Summarize the forum thread on email notifications in three sentences.
--- Start PASSAGE GIVEN ---
# Email Notifications



## Azzy (Nov 21, 2018)

How do I stop email notifications? I've been up and down the settings, but I still seem to recieve email notifications for XP, replies to threads that I've been active on, and other things.


----------



## Morrus (Nov 21, 2018)

http://www.enworld.org/forum/usertag.php?do=profile&action=options


----------



## Azzy (Nov 21, 2018)

Morrus said:


> http://www.enworld.org/forum/usertag.php?do=profile&action=options




Weird, I have all of the email ones checked.


----------



## Nagol (Nov 23, 2018)

There's a bunch more under General Settings in the same area under Messaging and Notification.


----------



## Azzy (Nov 24, 2018)

Nagol said:


> There's a bunch more under General Settings in the same area under Messaging and Notification.




I thought I had those, but apparently I didn't. I'll try that now. Thank you.


----------



## Azzy (Nov 25, 2018)

Azzy said:


> I thought I had those, but apparently I didn't. I'll try that now. Thank you.




Okay, that worked. I also had to go to Experience Points to disable email notifications for getting XP. Hope that will be helpful if anyone come searching for this same issue.


----------



## Azzy (Nov 30, 2018)

Looks like that didn't work.


----------
--- End PASSAGE GIVEN ---
--- Start ITEMS ---
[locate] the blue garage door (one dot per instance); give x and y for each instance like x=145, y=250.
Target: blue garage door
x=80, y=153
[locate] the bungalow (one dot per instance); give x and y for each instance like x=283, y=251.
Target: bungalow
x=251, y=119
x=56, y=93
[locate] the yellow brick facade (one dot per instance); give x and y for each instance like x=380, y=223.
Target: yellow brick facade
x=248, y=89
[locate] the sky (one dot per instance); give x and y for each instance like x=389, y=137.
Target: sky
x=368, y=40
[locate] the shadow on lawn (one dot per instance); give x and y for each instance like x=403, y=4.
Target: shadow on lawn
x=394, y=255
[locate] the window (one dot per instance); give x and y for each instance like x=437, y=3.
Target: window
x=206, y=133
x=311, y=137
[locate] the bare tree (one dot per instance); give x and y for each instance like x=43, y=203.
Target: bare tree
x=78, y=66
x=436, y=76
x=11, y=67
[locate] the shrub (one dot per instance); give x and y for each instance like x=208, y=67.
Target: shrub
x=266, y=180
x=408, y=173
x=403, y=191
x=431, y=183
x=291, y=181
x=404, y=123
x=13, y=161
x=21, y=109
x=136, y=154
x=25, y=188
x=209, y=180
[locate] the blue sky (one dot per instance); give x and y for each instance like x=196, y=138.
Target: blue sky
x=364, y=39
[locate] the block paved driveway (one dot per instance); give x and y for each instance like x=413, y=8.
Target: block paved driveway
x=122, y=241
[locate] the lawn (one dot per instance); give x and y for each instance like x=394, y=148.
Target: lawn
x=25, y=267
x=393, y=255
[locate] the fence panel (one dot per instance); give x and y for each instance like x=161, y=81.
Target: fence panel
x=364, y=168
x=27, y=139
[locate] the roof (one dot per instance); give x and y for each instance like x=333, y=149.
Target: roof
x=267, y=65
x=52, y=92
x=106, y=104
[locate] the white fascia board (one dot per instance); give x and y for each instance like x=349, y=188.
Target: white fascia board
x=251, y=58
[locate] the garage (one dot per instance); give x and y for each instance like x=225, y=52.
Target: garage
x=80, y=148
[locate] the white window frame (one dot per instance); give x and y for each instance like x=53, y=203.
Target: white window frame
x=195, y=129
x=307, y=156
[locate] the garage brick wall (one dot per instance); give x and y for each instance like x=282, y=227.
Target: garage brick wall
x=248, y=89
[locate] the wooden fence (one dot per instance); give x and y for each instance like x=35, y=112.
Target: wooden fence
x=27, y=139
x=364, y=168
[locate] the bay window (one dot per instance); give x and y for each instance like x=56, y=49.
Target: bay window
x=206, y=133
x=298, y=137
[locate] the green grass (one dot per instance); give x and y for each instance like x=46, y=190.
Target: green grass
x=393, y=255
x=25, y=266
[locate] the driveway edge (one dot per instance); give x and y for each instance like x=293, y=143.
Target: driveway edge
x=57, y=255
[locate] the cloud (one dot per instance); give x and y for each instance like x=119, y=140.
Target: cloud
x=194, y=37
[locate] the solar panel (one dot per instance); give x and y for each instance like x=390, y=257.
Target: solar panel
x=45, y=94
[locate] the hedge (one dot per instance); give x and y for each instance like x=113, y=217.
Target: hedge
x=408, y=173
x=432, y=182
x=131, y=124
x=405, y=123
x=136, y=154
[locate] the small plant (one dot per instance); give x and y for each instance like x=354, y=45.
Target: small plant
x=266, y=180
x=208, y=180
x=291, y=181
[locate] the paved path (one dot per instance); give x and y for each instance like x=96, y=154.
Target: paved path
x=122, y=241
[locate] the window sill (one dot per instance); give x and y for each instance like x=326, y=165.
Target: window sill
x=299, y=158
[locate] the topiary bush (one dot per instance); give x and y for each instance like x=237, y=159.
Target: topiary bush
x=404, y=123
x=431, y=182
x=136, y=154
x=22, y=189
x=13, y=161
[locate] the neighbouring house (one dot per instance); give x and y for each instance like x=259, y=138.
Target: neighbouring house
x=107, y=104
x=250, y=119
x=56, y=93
--- End ITEMS ---
EXERCISE ANSWER:
Azzy asks how to stop email notifications about XP, replies to threads, and other things, and says they keep arriving despite going through the settings. Morrus posts a link to the profile options page, where Azzy finds all the email options already checked, and Nagol points out more settings under General Settings in the Messaging and Notification area. Azzy first reports that changing those, along with disabling XP emails under Experience Points, worked, but later posts that it did not.